---------- Material provided

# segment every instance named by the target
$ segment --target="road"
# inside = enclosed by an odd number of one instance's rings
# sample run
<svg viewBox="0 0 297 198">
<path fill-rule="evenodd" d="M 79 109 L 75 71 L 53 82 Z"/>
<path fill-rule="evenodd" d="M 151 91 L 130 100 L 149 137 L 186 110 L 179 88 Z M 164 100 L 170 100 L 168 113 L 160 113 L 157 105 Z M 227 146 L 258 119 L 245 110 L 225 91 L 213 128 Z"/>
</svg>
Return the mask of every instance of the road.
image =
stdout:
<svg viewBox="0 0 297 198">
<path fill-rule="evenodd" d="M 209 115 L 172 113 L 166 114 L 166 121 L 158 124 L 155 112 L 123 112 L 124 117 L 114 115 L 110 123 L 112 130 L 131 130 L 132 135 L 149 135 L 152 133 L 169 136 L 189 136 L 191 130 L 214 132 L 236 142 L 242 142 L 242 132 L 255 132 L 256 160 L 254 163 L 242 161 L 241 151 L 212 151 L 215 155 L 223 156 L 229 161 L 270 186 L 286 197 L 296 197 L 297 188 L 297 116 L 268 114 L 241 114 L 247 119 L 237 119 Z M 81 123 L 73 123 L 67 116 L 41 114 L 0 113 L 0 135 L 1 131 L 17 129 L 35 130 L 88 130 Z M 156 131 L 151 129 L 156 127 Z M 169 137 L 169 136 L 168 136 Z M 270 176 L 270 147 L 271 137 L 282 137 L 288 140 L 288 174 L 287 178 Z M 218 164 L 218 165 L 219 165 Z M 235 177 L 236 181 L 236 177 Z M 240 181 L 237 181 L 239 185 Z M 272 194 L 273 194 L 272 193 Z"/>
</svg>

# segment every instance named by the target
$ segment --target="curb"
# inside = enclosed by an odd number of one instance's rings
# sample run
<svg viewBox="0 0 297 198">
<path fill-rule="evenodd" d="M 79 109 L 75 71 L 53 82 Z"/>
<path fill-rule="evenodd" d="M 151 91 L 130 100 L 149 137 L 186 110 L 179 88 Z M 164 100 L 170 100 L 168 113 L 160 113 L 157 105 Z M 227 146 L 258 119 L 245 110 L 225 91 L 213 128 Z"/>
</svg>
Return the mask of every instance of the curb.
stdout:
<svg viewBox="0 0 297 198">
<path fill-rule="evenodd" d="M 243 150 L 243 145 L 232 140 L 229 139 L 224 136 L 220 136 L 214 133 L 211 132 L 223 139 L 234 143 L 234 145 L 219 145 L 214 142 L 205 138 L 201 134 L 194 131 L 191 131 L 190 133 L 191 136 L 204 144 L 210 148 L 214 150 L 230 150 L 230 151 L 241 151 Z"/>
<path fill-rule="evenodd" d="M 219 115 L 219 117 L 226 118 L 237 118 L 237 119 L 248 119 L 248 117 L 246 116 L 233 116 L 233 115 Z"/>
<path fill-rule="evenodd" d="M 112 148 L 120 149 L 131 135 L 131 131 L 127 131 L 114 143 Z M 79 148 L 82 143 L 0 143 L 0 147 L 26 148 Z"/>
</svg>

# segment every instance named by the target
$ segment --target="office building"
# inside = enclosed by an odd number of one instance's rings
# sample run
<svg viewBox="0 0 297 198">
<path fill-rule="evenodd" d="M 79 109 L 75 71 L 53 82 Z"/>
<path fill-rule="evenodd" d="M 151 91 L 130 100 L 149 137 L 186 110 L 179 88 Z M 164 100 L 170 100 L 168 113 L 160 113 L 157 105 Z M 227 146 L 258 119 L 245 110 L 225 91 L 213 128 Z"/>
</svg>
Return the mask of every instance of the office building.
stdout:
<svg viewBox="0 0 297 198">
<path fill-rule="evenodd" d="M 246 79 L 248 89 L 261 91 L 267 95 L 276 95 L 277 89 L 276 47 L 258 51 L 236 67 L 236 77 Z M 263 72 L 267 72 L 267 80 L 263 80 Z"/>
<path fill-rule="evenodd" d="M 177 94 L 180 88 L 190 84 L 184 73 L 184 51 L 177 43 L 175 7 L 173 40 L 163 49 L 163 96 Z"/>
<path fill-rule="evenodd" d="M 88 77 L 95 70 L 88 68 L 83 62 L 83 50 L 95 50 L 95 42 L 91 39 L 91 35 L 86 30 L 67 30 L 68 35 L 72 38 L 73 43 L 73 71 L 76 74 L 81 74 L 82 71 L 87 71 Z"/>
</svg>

--------------------

## Work required
Output the full listing without altering anything.

## Result of the task
# segment every instance named by the target
$ segment --target="road"
# inside = enclosed by an odd number of one instance's rings
# sample run
<svg viewBox="0 0 297 198">
<path fill-rule="evenodd" d="M 79 109 L 75 71 L 53 82 Z"/>
<path fill-rule="evenodd" d="M 151 91 L 130 100 L 149 137 L 186 110 L 179 88 Z M 164 100 L 170 100 L 168 113 L 160 113 L 157 105 Z M 227 146 L 258 119 L 245 110 L 225 91 L 213 128 Z"/>
</svg>
Return the mask of every instance of the road.
image =
stdout:
<svg viewBox="0 0 297 198">
<path fill-rule="evenodd" d="M 209 115 L 172 113 L 166 114 L 166 121 L 158 124 L 155 112 L 123 112 L 124 117 L 114 115 L 110 123 L 112 130 L 131 130 L 132 135 L 149 135 L 152 133 L 169 136 L 189 136 L 191 130 L 214 132 L 236 142 L 242 142 L 242 132 L 255 132 L 256 160 L 254 163 L 242 161 L 241 151 L 212 151 L 215 155 L 223 156 L 229 161 L 270 186 L 286 197 L 296 197 L 297 188 L 297 116 L 268 114 L 241 114 L 247 119 L 237 119 Z M 81 123 L 73 123 L 67 116 L 41 114 L 0 113 L 0 135 L 1 131 L 17 129 L 35 130 L 88 130 Z M 156 131 L 151 129 L 156 127 Z M 169 137 L 169 136 L 168 136 Z M 270 176 L 270 147 L 271 137 L 282 137 L 288 140 L 288 174 L 287 178 Z M 218 164 L 218 165 L 219 165 Z M 235 177 L 236 181 L 236 177 Z M 240 181 L 237 181 L 239 185 Z M 272 194 L 273 194 L 272 193 Z"/>
</svg>

# segment every instance named by the target
$ segment --target="curb"
# inside = enclosed by an odd number of one instance's rings
# sample run
<svg viewBox="0 0 297 198">
<path fill-rule="evenodd" d="M 79 109 L 75 71 L 53 82 Z"/>
<path fill-rule="evenodd" d="M 151 91 L 130 100 L 149 137 L 186 110 L 179 88 Z M 164 100 L 170 100 L 168 113 L 160 113 L 157 105 Z M 227 146 L 258 119 L 245 110 L 225 91 L 213 128 Z"/>
</svg>
Return the mask of every instance of the curb.
stdout:
<svg viewBox="0 0 297 198">
<path fill-rule="evenodd" d="M 243 150 L 243 145 L 232 140 L 229 139 L 224 136 L 220 136 L 214 133 L 211 132 L 223 139 L 234 143 L 234 145 L 219 145 L 214 142 L 205 138 L 201 134 L 194 131 L 191 131 L 190 133 L 191 136 L 204 144 L 210 148 L 214 150 L 230 150 L 230 151 L 241 151 Z"/>
<path fill-rule="evenodd" d="M 219 115 L 219 117 L 226 118 L 237 118 L 237 119 L 248 119 L 248 117 L 246 116 L 233 116 L 233 115 Z"/>
<path fill-rule="evenodd" d="M 112 148 L 120 149 L 131 135 L 131 131 L 127 131 L 114 143 Z M 79 148 L 82 143 L 0 143 L 0 147 L 26 148 Z"/>
</svg>

# segment every instance named by the target
$ segment --target="office building"
# inside = enclosed by an odd number of one instance's rings
# sample run
<svg viewBox="0 0 297 198">
<path fill-rule="evenodd" d="M 79 109 L 75 71 L 53 82 Z"/>
<path fill-rule="evenodd" d="M 151 91 L 130 100 L 149 137 L 186 110 L 179 88 Z M 164 100 L 170 100 L 168 113 L 160 113 L 157 105 Z M 227 146 L 258 119 L 245 110 L 225 91 L 213 128 Z"/>
</svg>
Return the mask of every instance of the office building.
stdout:
<svg viewBox="0 0 297 198">
<path fill-rule="evenodd" d="M 246 79 L 248 89 L 261 91 L 267 95 L 276 95 L 277 89 L 276 47 L 258 51 L 236 67 L 236 77 Z M 263 72 L 267 72 L 267 80 L 263 80 Z"/>
<path fill-rule="evenodd" d="M 177 94 L 180 88 L 190 84 L 184 73 L 184 51 L 177 43 L 175 7 L 173 40 L 163 49 L 163 96 Z"/>
<path fill-rule="evenodd" d="M 88 77 L 95 70 L 88 68 L 83 62 L 83 50 L 95 50 L 95 42 L 91 39 L 91 35 L 86 30 L 67 30 L 68 35 L 72 38 L 73 43 L 73 71 L 76 74 L 81 74 L 82 71 L 87 71 Z"/>
</svg>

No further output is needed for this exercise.